#### [Aim of the exercise]
Print each entry exactly, all the way through.

*** Material to process ***

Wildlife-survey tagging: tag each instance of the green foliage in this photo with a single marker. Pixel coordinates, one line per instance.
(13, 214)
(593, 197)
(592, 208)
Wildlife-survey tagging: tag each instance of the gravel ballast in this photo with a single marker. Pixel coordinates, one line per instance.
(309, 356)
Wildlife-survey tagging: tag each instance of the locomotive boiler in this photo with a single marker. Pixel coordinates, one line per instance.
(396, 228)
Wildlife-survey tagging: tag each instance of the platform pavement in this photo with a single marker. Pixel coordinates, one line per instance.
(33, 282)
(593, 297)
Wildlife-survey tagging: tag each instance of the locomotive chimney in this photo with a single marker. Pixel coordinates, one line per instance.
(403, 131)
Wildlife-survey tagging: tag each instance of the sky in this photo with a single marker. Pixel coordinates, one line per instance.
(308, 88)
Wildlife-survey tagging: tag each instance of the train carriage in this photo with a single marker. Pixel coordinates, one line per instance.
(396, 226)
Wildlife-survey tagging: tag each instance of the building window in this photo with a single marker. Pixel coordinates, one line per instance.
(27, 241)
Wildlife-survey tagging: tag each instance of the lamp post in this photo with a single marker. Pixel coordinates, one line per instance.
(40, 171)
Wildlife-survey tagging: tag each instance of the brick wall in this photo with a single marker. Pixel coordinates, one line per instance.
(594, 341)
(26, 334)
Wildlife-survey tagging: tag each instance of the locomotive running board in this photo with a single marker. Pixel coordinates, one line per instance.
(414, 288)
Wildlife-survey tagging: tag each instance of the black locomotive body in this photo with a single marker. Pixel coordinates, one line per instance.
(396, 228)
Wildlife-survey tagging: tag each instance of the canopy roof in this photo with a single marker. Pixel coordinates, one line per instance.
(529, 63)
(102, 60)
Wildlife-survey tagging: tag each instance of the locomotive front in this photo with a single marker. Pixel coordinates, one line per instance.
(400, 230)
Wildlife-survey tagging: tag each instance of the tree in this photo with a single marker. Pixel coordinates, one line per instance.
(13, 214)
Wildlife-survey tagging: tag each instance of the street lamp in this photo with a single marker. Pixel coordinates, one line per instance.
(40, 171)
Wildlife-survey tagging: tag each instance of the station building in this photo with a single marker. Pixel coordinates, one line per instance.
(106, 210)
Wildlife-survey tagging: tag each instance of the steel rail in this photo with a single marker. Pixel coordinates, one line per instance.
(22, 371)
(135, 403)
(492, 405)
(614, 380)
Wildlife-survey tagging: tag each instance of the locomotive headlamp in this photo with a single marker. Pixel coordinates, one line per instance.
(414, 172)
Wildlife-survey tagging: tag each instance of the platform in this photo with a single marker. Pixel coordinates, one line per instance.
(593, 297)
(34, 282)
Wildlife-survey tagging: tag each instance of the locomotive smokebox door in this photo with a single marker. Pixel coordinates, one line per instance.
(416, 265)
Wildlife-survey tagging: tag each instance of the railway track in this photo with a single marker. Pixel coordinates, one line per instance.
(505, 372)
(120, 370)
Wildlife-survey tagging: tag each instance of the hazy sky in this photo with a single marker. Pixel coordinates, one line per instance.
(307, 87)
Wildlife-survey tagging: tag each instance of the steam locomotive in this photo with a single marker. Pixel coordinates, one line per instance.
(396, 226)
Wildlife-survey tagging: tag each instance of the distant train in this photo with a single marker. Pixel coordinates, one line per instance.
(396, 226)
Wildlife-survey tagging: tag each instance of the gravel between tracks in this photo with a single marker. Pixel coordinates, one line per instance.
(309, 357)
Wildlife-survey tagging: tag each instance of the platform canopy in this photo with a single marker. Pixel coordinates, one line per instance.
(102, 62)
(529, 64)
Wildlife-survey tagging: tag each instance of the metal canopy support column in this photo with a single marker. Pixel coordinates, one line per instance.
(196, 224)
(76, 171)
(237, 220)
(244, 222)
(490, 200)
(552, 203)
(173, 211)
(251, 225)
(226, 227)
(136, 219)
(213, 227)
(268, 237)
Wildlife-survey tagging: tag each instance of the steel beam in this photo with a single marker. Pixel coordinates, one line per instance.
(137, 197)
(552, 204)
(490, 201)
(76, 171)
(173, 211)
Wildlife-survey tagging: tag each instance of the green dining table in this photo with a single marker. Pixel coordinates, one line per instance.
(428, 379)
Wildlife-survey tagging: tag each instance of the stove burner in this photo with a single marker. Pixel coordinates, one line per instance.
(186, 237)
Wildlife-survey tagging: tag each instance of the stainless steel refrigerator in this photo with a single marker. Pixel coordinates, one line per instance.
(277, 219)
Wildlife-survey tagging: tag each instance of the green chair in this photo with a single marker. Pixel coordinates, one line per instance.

*** End of Material to process ***

#### [Result below]
Wildlife-survey tagging: tag each instance of the green foliage in this photo with a single marker. Pixel coordinates, one line per instance.
(13, 214)
(593, 197)
(592, 208)
Wildlife-survey tagging: tag each instance of the gravel ballast in this photo with a single marker. Pixel coordinates, one line per instance.
(309, 356)
Wildlife-survey tagging: tag each instance of the locomotive boiler in this photo with a single marker. Pixel coordinates, one line per instance.
(396, 228)
Wildlife-survey tagging: tag each instance of the platform pavement in this photo with a single marker. Pixel coordinates, one line per instance.
(33, 282)
(593, 297)
Wildlife-survey tagging: tag each instance of the locomotive chimney in this photo with a single marker. Pixel coordinates, one line per instance.
(403, 131)
Wildlife-survey tagging: tag each instance of the sky in this photo with a single marker. Pixel coordinates, one line per instance.
(308, 88)
Wildlife-survey tagging: tag each instance of the train carriage in this photo with a single marker. Pixel coordinates, one line per instance.
(396, 226)
Wildlife-survey tagging: tag each instance of the building window in this photo with a single marker. Pixel coordinates, one line per instance.
(27, 241)
Wildlife-survey tagging: tag each instance of the lamp post in this photo with a single marker. Pixel coordinates, one line per instance.
(40, 171)
Wildlife-survey tagging: tag each instance of the brick wall in this photo with a single marker. Pixel coordinates, one line per instance.
(594, 341)
(26, 334)
Wildlife-survey tagging: tag each instance of the locomotive running board in this photo with a single marker. Pixel coordinates, one line per instance.
(414, 288)
Wildlife-survey tagging: tag each instance of the black locomotive body in this photo with a single marker. Pixel coordinates, one line per instance.
(396, 228)
Wildlife-survey tagging: tag each instance of the canopy roof in this photo with a single marker. Pixel coordinates, one line per instance.
(529, 63)
(102, 60)
Wildlife-survey tagging: tag each instance of the locomotive front in this photo with a single marker. Pixel coordinates, one line per instance.
(400, 230)
Wildlife-survey tagging: tag each instance of the tree in this photo with a single marker. Pixel coordinates, one line per instance.
(13, 214)
Wildlife-survey tagging: tag each instance of the street lamp in this photo with a single marker. Pixel coordinates, one line per instance.
(40, 171)
Wildlife-survey tagging: tag each instance of the station building in this photo with a single marker. Pixel coordinates, one line per instance.
(106, 210)
Wildlife-survey tagging: tag each instance of the steel rail in this photo with a single marker. Pixel coordinates, one line per instance.
(22, 371)
(135, 403)
(492, 405)
(614, 380)
Wildlife-survey tagging: tag each instance of the locomotive headlamp in this photo with a single marker. Pixel coordinates, one line per instance.
(414, 172)
Wildlife-survey tagging: tag each instance of the platform in this photo with a single marker. Pixel coordinates, one line per instance.
(593, 297)
(34, 282)
Wildlife-survey tagging: tag each instance of the locomotive smokebox door in this photo with a single marker. Pixel coordinates, one line per instance.
(416, 265)
Wildlife-survey tagging: tag each instance of the railway track in this photo with a single marker. Pixel coordinates, one line per instance.
(505, 372)
(120, 370)
Wildlife-survey tagging: tag each instance of the hazy sky in this photo with a single marker. Pixel coordinates, one line per instance.
(307, 87)
Wildlife-survey tagging: tag each instance of the steam locomotive in this photo with a single marker. Pixel coordinates, one line per instance.
(396, 226)
Wildlife-survey tagging: tag each instance of the distant train in this photo with a single marker. Pixel coordinates, one line per instance.
(396, 226)
Wildlife-survey tagging: tag each instance of the gravel between tracks in this photo with a single marker. Pixel coordinates, one line per instance.
(309, 357)
Wildlife-survey tagging: tag each instance of the platform canopy in this photo with a single marker. Pixel coordinates, one line per instance.
(102, 62)
(529, 64)
Wildlife-survey tagging: tag each instance of the metal canopy support column in this photo with a single marker. Pixel coordinates, one line per instance.
(196, 224)
(76, 171)
(237, 220)
(244, 222)
(490, 200)
(552, 203)
(173, 211)
(251, 225)
(226, 227)
(136, 219)
(213, 227)
(268, 237)
Wildlife-survey tagging: tag each instance of the steel beam in this photo with a single marker. Pixel coordinates, one line per instance.
(137, 197)
(552, 204)
(490, 201)
(76, 171)
(173, 211)
Wildlife-survey tagging: tag each instance of the green dining table in this photo with a single marker. Pixel coordinates, one line per instance.
(428, 379)
Wildlife-survey tagging: tag each instance of the stove burner in this photo with a single marker. Pixel coordinates, one line per instance.
(186, 237)
Wildlife-survey tagging: tag each instance of the stainless steel refrigerator in this photo with a single marker. Pixel coordinates, one line per instance.
(277, 219)
Wildlife-survey tagging: tag each instance of the green chair in this photo with a single marker. Pixel coordinates, one line per instance.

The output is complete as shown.